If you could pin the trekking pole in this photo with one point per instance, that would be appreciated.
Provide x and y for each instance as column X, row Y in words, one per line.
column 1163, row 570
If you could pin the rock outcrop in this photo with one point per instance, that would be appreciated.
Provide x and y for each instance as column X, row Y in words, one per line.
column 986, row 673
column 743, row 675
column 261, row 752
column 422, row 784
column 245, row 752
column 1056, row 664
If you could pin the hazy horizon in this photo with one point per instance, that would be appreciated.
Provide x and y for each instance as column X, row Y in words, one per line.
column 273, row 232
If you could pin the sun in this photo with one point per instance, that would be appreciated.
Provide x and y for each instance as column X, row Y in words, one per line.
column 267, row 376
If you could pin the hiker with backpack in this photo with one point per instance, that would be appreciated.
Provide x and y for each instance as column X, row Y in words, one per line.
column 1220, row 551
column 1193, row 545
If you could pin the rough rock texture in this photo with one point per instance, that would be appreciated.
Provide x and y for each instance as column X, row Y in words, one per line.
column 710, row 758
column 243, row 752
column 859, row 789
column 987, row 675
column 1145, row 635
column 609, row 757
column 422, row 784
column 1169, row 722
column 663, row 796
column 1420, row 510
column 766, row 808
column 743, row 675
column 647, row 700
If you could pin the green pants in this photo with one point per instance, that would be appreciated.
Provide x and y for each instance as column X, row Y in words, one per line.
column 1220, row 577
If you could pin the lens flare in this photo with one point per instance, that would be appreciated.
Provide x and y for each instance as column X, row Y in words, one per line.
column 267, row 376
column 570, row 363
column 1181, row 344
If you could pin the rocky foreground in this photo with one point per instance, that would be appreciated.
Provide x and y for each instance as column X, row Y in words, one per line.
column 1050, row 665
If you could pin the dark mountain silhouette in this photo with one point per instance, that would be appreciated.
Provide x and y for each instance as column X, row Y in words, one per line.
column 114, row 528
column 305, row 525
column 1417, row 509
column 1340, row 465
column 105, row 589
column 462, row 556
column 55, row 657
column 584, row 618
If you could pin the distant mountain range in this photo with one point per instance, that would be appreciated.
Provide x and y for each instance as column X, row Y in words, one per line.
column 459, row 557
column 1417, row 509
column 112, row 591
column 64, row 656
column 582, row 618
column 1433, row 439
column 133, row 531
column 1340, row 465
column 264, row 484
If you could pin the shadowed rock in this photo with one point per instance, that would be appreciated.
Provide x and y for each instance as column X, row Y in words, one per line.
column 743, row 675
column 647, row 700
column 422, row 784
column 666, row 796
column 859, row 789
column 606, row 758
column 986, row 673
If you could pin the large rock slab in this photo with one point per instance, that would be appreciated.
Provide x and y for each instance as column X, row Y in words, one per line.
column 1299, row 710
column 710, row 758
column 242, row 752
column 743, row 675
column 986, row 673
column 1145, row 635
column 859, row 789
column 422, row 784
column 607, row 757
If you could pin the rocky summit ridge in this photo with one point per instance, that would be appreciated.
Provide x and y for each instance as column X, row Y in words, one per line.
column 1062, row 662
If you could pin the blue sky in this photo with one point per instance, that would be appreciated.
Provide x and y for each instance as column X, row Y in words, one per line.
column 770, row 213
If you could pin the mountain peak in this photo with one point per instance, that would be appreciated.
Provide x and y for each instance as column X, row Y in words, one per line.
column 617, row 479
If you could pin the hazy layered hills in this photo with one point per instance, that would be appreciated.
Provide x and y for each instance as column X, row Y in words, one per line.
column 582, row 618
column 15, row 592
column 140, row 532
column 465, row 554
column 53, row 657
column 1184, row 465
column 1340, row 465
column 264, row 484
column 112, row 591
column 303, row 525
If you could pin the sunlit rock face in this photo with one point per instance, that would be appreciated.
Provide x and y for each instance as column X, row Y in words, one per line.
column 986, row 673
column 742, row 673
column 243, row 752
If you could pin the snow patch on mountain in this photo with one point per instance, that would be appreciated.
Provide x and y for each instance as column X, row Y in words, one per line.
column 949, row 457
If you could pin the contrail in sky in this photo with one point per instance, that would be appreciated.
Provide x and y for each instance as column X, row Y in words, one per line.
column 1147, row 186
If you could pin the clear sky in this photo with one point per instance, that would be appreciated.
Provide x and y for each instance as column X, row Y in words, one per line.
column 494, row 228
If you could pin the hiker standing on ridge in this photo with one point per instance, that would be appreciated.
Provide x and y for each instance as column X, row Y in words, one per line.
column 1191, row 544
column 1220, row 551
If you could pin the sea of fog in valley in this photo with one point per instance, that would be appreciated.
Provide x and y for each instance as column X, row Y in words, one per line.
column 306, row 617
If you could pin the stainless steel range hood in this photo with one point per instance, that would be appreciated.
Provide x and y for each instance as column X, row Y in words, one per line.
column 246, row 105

═══

Exercise: Put everything from the start of the rows above down to and including the line containing "column 1193, row 545" into a Markdown table with the columns Nr and Line. Number each line, leave out blank lines, and include no other lines.

Expected answer:
| Nr | Line |
|---|---|
| 1 | If you could pin the trekking pole in this photo with one point per instance, that would be appreciated. |
| 2 | Provide x and y for each instance as column X, row Y in words, one per line. |
| 3 | column 1163, row 570 |
| 4 | If you could pin the rock outcrop in this photo with one point per instance, that would be appreciated. |
| 5 | Provide x and y for each instance as column X, row Y in words, one per line. |
| 6 | column 986, row 673 |
| 7 | column 743, row 675 |
| 8 | column 261, row 752 |
| 9 | column 422, row 784 |
| 10 | column 245, row 752 |
| 11 | column 1056, row 664 |
| 12 | If you could pin the hazy horizon in this photo with one point per instance, that would be appreciated. |
| 13 | Provide x and y for each instance as column X, row Y in words, one per line. |
| 14 | column 273, row 232 |
| 15 | If you could pin the sun in this photo with one point per instance, that would be appreciated. |
| 16 | Provide x and y for each instance as column X, row Y in words, one per line. |
| 17 | column 267, row 376 |
| 18 | If you could pin the hiker with backpack in this photo with one point per instance, that would be appreciated. |
| 19 | Provide x and y for each instance as column X, row Y in words, one per line. |
| 20 | column 1220, row 551 |
| 21 | column 1193, row 545 |